THE TASK:
Show each line of the listing below that contains the string "stem", copied unchanged and in its original order.

RECORDS SUPPLIED:
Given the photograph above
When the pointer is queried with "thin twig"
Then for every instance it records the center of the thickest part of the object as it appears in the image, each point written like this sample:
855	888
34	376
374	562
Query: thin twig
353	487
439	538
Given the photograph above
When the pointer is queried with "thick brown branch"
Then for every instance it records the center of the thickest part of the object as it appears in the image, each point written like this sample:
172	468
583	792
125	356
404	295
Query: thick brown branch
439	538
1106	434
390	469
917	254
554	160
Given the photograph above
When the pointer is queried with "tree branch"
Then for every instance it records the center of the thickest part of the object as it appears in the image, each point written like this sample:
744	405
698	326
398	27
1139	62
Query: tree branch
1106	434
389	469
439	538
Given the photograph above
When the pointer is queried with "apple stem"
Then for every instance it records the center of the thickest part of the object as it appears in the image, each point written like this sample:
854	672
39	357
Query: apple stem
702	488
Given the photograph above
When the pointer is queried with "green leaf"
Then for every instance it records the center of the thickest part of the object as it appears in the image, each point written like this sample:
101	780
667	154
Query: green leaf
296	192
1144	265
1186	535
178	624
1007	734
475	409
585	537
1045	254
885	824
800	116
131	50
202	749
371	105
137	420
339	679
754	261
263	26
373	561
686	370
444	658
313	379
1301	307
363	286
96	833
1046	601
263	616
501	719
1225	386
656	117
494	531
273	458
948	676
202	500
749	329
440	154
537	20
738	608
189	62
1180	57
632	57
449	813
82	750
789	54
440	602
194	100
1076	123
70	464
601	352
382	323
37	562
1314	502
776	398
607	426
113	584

TASK RESULT:
When the pointer is queried with "apple stem"
Query: apple stem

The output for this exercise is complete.